Problema planteado 1 →
Enumera todas las decisiones que toman los dioses en el relato sobre los primeros habitantes de la Tierra.
Problema planteado 2 →
Transcribe sin cambios un fragmento del relato sobre los primeros habitantes de la Tierra. Empieza en las palabras que contienen "Entonces volvieron a" y termina después de "estatuas de piedra.".

Pasaje seleccionado →
▬▬▬

LOS PRIMEROS HABITANTES DE LA TIERRA
Los dioses, mientras terminaban su tarea creadora, vieron asombrados
cómo de la seca piel de Ymir, ahora superficie del nuevo planeta en
construcción, empezaban a salir manadas de gusanos. Fijaron su atención en las
pequeñas criaturas, atónitos ante la inesperada presencia, decidiendo que sería
bueno aprovechar tan oportuna presencia para construir con ellos la población
que debía llenar tan vastos territorios, hasta entonces sólo poblados por un
puñado de dioses y gigantes. También decidieron dotarles con una inteligencia
extraordinaria, muy superior a la que hoy en día tenemos los demás mortales.
Entonces volvieron a asombrarse los dioses, porque vieron que no todas las
larvas a las que se les hacía la gracia de la inteligencia daban los mismos
resultados: unas daban lugar a personas de bondad y otras de no tan buenas
intenciones, así que los dioses decidieron obligar a éstos morar en las entrañas
de la tierra durante las horas del día, pero sin perder el tiempo, puesto que —en
su encierro—debían dedicarse a explorar el terreno en el que vivían,
arrancándole y almacenando sus minerales. Si desoían el mandato divino y
salían a la luz del sol, los dioses podían convertirlos en estatuas de piedra.

▬▬▬

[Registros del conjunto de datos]
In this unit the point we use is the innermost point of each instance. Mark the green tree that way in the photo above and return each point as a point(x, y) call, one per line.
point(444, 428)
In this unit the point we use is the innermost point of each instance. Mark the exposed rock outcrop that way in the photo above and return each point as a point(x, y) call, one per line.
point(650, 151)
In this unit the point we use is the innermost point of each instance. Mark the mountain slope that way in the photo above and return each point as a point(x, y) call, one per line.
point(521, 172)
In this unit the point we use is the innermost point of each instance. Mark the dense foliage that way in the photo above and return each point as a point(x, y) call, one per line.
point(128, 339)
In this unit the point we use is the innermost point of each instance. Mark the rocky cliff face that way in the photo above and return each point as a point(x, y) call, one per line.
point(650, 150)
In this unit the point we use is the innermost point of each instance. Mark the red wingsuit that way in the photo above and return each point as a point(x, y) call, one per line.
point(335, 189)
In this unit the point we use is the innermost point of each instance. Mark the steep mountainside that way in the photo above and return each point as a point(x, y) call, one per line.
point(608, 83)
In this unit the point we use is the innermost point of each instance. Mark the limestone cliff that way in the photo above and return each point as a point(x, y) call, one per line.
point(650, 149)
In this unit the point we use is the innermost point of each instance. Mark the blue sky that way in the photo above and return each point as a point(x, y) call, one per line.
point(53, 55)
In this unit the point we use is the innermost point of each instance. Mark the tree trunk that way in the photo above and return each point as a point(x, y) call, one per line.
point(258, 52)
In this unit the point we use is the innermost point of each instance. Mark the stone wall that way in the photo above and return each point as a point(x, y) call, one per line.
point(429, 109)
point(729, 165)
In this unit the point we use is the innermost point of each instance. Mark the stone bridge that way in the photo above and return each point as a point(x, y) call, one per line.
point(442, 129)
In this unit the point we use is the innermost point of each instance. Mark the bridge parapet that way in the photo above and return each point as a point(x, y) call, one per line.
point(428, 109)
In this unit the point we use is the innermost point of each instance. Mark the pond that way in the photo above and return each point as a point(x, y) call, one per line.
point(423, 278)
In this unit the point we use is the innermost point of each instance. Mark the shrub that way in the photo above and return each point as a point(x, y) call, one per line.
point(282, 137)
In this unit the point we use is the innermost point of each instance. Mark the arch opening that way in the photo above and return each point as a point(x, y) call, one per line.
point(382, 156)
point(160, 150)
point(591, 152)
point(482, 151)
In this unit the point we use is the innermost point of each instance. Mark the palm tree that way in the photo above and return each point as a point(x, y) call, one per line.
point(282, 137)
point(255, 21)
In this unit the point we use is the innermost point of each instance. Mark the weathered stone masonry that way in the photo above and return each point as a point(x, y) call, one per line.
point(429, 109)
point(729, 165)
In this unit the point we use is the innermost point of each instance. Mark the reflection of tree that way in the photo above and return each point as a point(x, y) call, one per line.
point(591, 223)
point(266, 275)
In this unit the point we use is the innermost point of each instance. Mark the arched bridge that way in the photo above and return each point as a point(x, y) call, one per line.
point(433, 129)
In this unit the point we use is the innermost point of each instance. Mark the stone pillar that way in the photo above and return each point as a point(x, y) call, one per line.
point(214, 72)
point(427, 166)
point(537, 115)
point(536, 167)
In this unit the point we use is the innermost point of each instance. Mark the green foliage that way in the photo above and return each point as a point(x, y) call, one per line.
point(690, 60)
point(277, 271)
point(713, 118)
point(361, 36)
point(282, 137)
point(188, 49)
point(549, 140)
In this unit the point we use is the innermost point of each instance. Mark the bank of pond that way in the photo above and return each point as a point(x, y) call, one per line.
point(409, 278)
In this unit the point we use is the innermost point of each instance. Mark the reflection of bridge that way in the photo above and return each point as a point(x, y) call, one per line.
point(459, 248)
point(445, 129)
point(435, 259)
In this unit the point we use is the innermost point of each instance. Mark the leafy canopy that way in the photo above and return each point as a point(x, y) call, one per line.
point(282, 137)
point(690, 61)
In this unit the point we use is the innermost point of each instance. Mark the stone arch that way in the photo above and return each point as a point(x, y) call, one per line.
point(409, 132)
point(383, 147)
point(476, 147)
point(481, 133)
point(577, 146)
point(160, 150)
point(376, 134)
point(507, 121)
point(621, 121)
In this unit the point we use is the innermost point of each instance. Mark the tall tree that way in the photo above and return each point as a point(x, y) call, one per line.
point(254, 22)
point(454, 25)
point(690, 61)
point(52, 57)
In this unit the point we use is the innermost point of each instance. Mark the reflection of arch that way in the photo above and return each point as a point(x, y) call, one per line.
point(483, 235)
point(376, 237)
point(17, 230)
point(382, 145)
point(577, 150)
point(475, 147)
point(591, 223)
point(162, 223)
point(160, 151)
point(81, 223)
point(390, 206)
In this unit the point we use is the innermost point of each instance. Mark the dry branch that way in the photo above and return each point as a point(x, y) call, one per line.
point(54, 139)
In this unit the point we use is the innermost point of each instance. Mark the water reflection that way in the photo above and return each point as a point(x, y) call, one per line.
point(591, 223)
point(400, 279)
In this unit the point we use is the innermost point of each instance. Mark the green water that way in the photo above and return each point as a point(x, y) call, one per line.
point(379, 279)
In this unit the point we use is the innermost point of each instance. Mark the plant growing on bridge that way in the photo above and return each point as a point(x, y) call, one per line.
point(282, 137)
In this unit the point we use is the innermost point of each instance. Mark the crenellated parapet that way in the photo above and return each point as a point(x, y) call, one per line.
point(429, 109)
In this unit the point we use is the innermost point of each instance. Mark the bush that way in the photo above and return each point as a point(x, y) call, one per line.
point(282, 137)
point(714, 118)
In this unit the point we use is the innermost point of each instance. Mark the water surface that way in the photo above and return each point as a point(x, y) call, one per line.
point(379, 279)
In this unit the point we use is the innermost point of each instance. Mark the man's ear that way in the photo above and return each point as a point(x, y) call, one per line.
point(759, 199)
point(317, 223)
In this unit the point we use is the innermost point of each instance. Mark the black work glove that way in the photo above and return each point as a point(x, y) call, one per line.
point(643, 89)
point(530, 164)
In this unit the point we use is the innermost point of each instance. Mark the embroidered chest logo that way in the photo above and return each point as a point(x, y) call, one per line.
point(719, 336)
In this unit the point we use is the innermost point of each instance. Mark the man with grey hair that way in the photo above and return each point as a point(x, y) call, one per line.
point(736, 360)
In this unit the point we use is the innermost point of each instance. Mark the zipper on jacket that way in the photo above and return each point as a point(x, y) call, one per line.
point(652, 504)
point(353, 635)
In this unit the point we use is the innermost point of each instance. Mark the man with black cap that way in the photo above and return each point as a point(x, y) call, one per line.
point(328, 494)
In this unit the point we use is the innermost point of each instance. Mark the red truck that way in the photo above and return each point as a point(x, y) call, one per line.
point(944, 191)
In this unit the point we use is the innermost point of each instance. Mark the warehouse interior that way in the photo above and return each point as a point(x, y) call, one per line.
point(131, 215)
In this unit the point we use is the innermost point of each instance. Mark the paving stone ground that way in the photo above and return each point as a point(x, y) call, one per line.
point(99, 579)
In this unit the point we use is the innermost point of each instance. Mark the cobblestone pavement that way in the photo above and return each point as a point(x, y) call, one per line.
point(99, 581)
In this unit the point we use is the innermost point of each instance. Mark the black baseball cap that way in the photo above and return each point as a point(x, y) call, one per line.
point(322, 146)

▬▬▬

Respuesta completa 1 →
- Aprovechar a los gusanos para construir con ellos la población que debía llenar los vastos territorios.
- Dotarlos de una inteligencia extraordinaria, muy superior a la de los demás mortales.
- Obligar a los de no tan buenas intenciones a morar en las entrañas de la tierra durante las horas del día.

Respuesta completa 2 →
Entonces volvieron a asombrarse los dioses, porque vieron que no todas las
larvas a las que se les hacía la gracia de la inteligencia daban los mismos
resultados: unas daban lugar a personas de bondad y otras de no tan buenas
intenciones, así que los dioses decidieron obligar a éstos morar en las entrañas
de la tierra durante las horas del día, pero sin perder el tiempo, puesto que —en
su encierro—debían dedicarse a explorar el terreno en el que vivían,
arrancándole y almacenando sus minerales. Si desoían el mandato divino y
salían a la luz del sol, los dioses podían convertirlos en estatuas de piedra.